- Extrait à lire:
29
septembre
2025
Perspectives

Monaco, modèle de stabilité face aux rivalités économiques mondiales

Invitée de marque du Salon Monaco Business, Mme Mathilde Lemoine, Group Chief Economist et membre du Global Investment Committee d’Edmond de Rothschild, a partagé son analyse des grandes mutations économiques mondiales. Elle a également livré un éclairage précieux sur la singularité du modèle monégasque.

Vous avez évoqué un contexte économique mondial inédit. Qu’entendez-vous par là ?

Effectivement, nous traversons une période singulière depuis Bretton Woods. Pour la première fois, nous passons d’un système de mondialisation à un système de rivalité de puissances. Les États-Unis ont choisi de rééquilibrer leurs rapports de force économiques, en augmentant fortement les droits de douane, non seulement vis-à-vis de la Chine mais aussi de l’Union européenne et de nombreux partenaires.
Derrière cette politique se cache un objectif clair : retrouver une puissance industrielle face à la Chine, aujourd’hui première puissance manufacturière mondiale. Ce changement de paradigme entraîne une incertitude historique, deux fois plus élevée qu’en 2001, mais il génère aussi une dynamique d’investissement liée à la souveraineté : qu’il s’agisse d’investissements économiques, militaires ou technologiques.

Quelles conséquences pour l’Europe dans ce nouvel environnement ?

L’Europe, aujourd’hui, reste défensive. Elle continue trop souvent à voir le monde tel qu’elle souhaiterait qu’il soit, plutôt que tel qu’il est. Les États-Unis, mais aussi la Chine, investissent massivement, tandis que l’Europe a manqué le virage de l’investissement en capital physique et humain.

- Données enregistrées:
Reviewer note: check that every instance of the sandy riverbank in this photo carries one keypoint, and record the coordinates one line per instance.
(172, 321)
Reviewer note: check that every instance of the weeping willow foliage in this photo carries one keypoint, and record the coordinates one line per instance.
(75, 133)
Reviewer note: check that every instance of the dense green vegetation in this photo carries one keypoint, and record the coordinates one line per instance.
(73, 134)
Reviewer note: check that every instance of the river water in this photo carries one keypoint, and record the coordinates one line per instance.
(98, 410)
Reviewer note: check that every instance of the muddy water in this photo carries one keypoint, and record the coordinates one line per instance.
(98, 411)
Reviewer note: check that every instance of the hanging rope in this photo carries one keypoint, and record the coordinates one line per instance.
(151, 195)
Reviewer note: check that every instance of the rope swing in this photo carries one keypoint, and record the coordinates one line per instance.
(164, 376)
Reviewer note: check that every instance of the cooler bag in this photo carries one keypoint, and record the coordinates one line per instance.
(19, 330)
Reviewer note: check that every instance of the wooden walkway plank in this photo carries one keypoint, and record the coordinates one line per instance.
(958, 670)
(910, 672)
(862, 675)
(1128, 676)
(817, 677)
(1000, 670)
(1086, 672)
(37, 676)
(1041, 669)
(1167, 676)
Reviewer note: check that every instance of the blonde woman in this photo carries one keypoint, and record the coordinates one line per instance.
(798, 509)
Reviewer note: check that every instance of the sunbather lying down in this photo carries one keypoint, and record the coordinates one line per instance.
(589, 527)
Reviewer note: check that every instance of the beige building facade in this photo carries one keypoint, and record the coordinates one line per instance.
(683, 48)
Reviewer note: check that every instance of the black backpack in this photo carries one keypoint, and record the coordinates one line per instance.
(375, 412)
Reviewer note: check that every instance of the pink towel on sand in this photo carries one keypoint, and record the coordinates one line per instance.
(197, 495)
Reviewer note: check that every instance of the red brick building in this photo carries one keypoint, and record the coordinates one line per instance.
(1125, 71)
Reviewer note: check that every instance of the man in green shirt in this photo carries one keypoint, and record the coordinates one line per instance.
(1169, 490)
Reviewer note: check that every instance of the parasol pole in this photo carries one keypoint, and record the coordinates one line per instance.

- Consignes:
**a)** Résumez l'entretien sur les rivalités économiques mondiales en deux phrases.
**b)** D'après l'entretien sur les rivalités économiques mondiales, dans quel but les États-Unis ont-ils fortement relevé leurs droits de douane ? Répondez en une ou deux phrases.

- Réponses attendues:
**a)** Pour Mathilde Lemoine, le monde passe pour la première fois d'un système de mondialisation à un système de rivalité de puissances : les États-Unis augmentent fortement leurs droits de douane pour retrouver une puissance industrielle face à la Chine. Il en résulte une incertitude historique, mais aussi une dynamique d'investissement liée à la souveraineté, alors que l'Europe reste défensive et a manqué le virage de l'investissement en capital physique et humain.

**b)** Les États-Unis cherchent à rééquilibrer leurs rapports de force économiques. Leur objectif est de retrouver une puissance industrielle face à la Chine, aujourd'hui première puissance manufacturière mondiale.